╭─ Source text

Meanwhile, Kid Sister was waiting in the wings. But a meeting with Harriet Crampton, producer for Greenstone TV, when she was back in New Zealand, would see the show take flight.
"She liked it but wanted it to be written in a New Zealand setting. She wanted it to be Jewish Kiwi, and more about myself, which was like, ahhhh!
"It's a bit scary because you are exposing yourself as a writer. A lot of the reason we chose this path, is because we can hide behind stuff and create stories."
The rewrite was accepted for production, and Nathan's role wouldn't end with writer credits. She was set for a screen debut.
The team behind Kid Sister took the casting process "as seriously as if it was making Game of Thrones," she laughs. The dearth of Jewish actors in New Zealand, and Nathan's intimate knowledge of the script, gave her an advantage. But she wasn't handed the part on a platter.
"I had done after school drama classes and I was in a drama troupe at school. But it was really challenging for me. As a Kiwi and as a young woman, I haven't been trained to be assertive. Plus, I had to audition for a long time to get the part!"
"I remember some really amazing people coming out of the auditions and thinking, 'Jesus Christ, this is going to be tough.' I had to take acting lessons, and work really hard. So, when I got the call to say that I had the role, I took it very seriously."
With her brother (actor Joseph Nathan) cast as her on-screen brother, and her real-life boyfriend Williams playing her on-screen beau, Kid Sister could be easily read as autobiography.
Modern Orthodox Judaism provides the backdrop to the show, and reflects her experience, for this is her belief system. And she says this has given her family some moments of disquiet, they worry people may believe the entire story is based on fact.
But Nathan says Lulu's story is vastly different from her own.
"Some of the stories about childhood, told in Lulu's voice and interspersed throughout the show, are real. But I am very different to Lulu. I trust the audience will realise that this is fiction. I'm not that person."

╰─

Exercise tasks:
1) In the Kid Sister article, what job does Harriet Crampton hold?
2) In the Kid Sister article, update the passage from "Modern Orthodox Judaism" up to and including "based on fact.", changing "Modern Orthodox Judaism" to "Reform Judaism".
3) Can you continue the article about Kid Sister and its writer from the point where it stops?

╭─ Given data

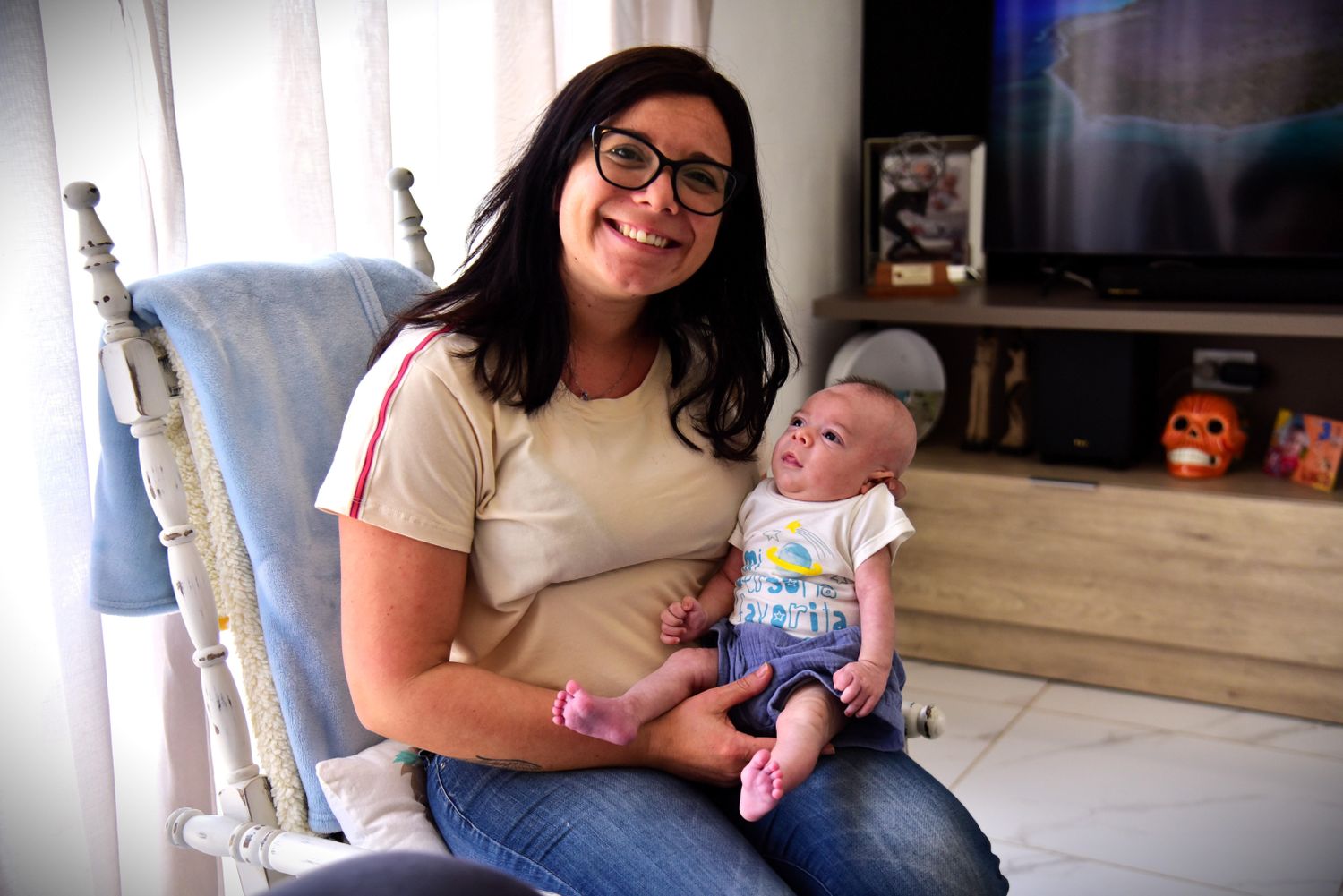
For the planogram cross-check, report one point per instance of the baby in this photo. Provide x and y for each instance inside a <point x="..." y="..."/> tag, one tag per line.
<point x="808" y="586"/>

╰─

Answers per task:
1) She is a producer for Greenstone TV.

2)
Reform Judaism provides the backdrop to the show, and reflects her experience, for this is her belief system. And she says this has given her family some moments of disquiet, they worry people may believe the entire story is based on fact.

3)
Marrying into the faith is intrinsic to the story. Nathan says her family always expected her to marry a Jewish man. "This was not about exclusivity," she says. "It is about keeping an ever-diminishing culture alive."
Interestingly, Nathan's partner Williams is converting to Orthodox Judaism in real life.
Nathan's faith and culture are also evidence in another aspect of her life, the cleaning of her forebears' gravestones.
She confesses she loves cleaning generally. "The places where you live become extensions of yourself. And if you scrub hard, clean hard enough, you can clean your stress away," she laughs.
She explains grave cleaning has been part of her experience since she was a kid. "In the Jewish community there is a section called the Chevra Kadisha and they are responsible for burials and everything after someone dies. My dad was involved in this. So, I learned about the correct way to clean graves through him."
The family cemetery, where the graves are located is hugely significant to her. The baby daughter of great-great-great-great-grandparents is here, in the first Jewish grave in Auckland. As are the graves of many other of her forebears.
"The graves that I clean there are ones I know I am related to, and my family gives me permission to do it.
"I can't say it's a deep, spiritual experience, but I love to clean, I love the results and it's deeply satisfying because it makes the graves so much healthier. And it's so much fun!"
Her graveyard cleaning has been captured on TikTok, with a channel that'd racked up 13 million-plus views.
A graveyard also marks the entry into Kid Sister, and Nathan says she is fascinated to see how this opening scene, and the show itself, is received.
"I'm so curious to see what people think about my Jewish world, which is often hidden. I guess I'll soon find out."